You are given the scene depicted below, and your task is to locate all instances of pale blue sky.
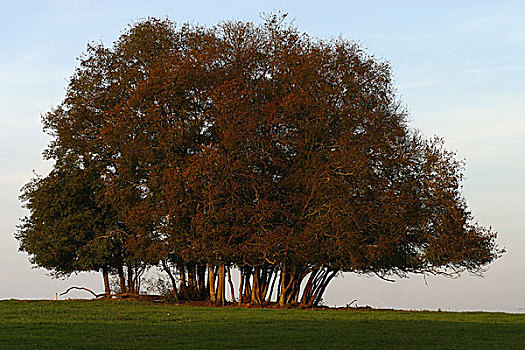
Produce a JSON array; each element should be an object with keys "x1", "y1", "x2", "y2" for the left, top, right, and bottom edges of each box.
[{"x1": 0, "y1": 0, "x2": 525, "y2": 312}]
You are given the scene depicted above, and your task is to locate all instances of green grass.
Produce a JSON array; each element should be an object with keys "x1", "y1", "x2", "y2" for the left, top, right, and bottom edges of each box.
[{"x1": 0, "y1": 301, "x2": 525, "y2": 349}]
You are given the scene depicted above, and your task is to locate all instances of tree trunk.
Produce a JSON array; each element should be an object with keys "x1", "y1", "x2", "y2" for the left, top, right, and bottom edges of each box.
[
  {"x1": 102, "y1": 266, "x2": 111, "y2": 298},
  {"x1": 118, "y1": 265, "x2": 127, "y2": 294},
  {"x1": 239, "y1": 267, "x2": 244, "y2": 306},
  {"x1": 215, "y1": 263, "x2": 226, "y2": 305},
  {"x1": 128, "y1": 265, "x2": 135, "y2": 294},
  {"x1": 227, "y1": 266, "x2": 236, "y2": 303},
  {"x1": 279, "y1": 263, "x2": 286, "y2": 307},
  {"x1": 162, "y1": 260, "x2": 179, "y2": 303}
]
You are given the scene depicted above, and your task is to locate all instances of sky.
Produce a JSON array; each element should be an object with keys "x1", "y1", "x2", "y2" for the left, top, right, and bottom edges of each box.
[{"x1": 0, "y1": 0, "x2": 525, "y2": 312}]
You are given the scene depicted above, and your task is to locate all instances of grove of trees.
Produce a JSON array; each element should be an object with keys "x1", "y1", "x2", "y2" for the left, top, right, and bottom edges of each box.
[{"x1": 16, "y1": 15, "x2": 501, "y2": 306}]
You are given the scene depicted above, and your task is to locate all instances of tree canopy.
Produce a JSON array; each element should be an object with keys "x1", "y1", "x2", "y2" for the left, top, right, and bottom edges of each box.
[{"x1": 17, "y1": 15, "x2": 502, "y2": 306}]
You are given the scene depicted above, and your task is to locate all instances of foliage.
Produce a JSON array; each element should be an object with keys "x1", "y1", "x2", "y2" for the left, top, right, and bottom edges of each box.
[{"x1": 17, "y1": 15, "x2": 501, "y2": 306}]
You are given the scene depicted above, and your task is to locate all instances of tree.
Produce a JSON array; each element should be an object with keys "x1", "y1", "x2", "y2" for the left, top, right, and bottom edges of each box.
[{"x1": 19, "y1": 15, "x2": 502, "y2": 306}]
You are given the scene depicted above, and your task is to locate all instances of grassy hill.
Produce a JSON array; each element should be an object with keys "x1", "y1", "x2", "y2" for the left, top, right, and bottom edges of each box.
[{"x1": 0, "y1": 300, "x2": 525, "y2": 349}]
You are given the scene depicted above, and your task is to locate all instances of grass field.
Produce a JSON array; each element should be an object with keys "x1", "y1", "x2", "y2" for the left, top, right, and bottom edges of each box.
[{"x1": 0, "y1": 301, "x2": 525, "y2": 349}]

::::::::

Reproduce every one of the entries above word for word, omitting the picture.

Solution for this problem:
You are given the scene depicted below, and your task is to locate all instances of pale blue sky.
Produce a JSON array; each element should be an object with keys "x1", "y1", "x2", "y2" for the left, top, right, and bottom edges of each box.
[{"x1": 0, "y1": 0, "x2": 525, "y2": 312}]
You are given the scene depicted above, and your task is to locate all instances of green grass.
Produce a JSON array; each element should be an object with keys "x1", "y1", "x2", "y2" for the left, top, right, and bottom edges of each box.
[{"x1": 0, "y1": 301, "x2": 525, "y2": 349}]
You are given the scene depicted above, and your task is to locate all instances of tree trunk.
Produce a JSON array; each element should be an object with keys "x1", "y1", "x2", "y2" for the left, top, right, and bottom edges of each box.
[
  {"x1": 102, "y1": 266, "x2": 111, "y2": 298},
  {"x1": 118, "y1": 265, "x2": 127, "y2": 294},
  {"x1": 239, "y1": 267, "x2": 244, "y2": 306},
  {"x1": 215, "y1": 263, "x2": 226, "y2": 305},
  {"x1": 128, "y1": 265, "x2": 135, "y2": 294},
  {"x1": 227, "y1": 266, "x2": 236, "y2": 303},
  {"x1": 279, "y1": 263, "x2": 286, "y2": 307},
  {"x1": 162, "y1": 260, "x2": 179, "y2": 303}
]
You are given the scene depicted above, and your task is to locate all instances of sky.
Produce a JSON array; each element should be an object with keys "x1", "y1", "x2", "y2" for the left, top, right, and bottom edges of each box.
[{"x1": 0, "y1": 0, "x2": 525, "y2": 312}]
You are given the scene depicted above, and your task is to locate all instances of grove of trees.
Produce a JSON array; each element should be an object with keys "x1", "y1", "x2", "y2" for the left, top, right, and bottom edges of each box.
[{"x1": 16, "y1": 15, "x2": 501, "y2": 306}]
You are given the scene depicted above, and your task is to locate all instances of tree canopy.
Produce a JSON array; each element should be an object with keys "x1", "y1", "x2", "y2" for the left, top, right, and bottom edges of each box.
[{"x1": 17, "y1": 15, "x2": 502, "y2": 306}]
You are given the scene depicted above, and your task is to locate all instances of foliage.
Produce a JSON array; each element should be an object with keys "x1", "y1", "x2", "y2" for the left, top, right, and bottom edges of each box.
[{"x1": 17, "y1": 15, "x2": 501, "y2": 306}]
You are given the scene depicted above, and your task is to locate all instances of tree.
Produce a JSON array; each element should be an object with keys "x1", "y1", "x2", "y2" for the left, top, right, and bottom edges of each box.
[{"x1": 19, "y1": 15, "x2": 502, "y2": 306}]
You are given the scene depicted above, and your task is to locate all instances of grassy hill.
Produce a JSON array; each element should be an object with keys "x1", "y1", "x2", "y2" for the left, top, right, and bottom edges of each box.
[{"x1": 0, "y1": 300, "x2": 525, "y2": 349}]
You are given the scene depicted above, and your task is to locate all instances of grass field.
Produce a JSON array; each element should be an object with keys "x1", "y1", "x2", "y2" for the left, top, right, and bottom edges of each box.
[{"x1": 0, "y1": 301, "x2": 525, "y2": 349}]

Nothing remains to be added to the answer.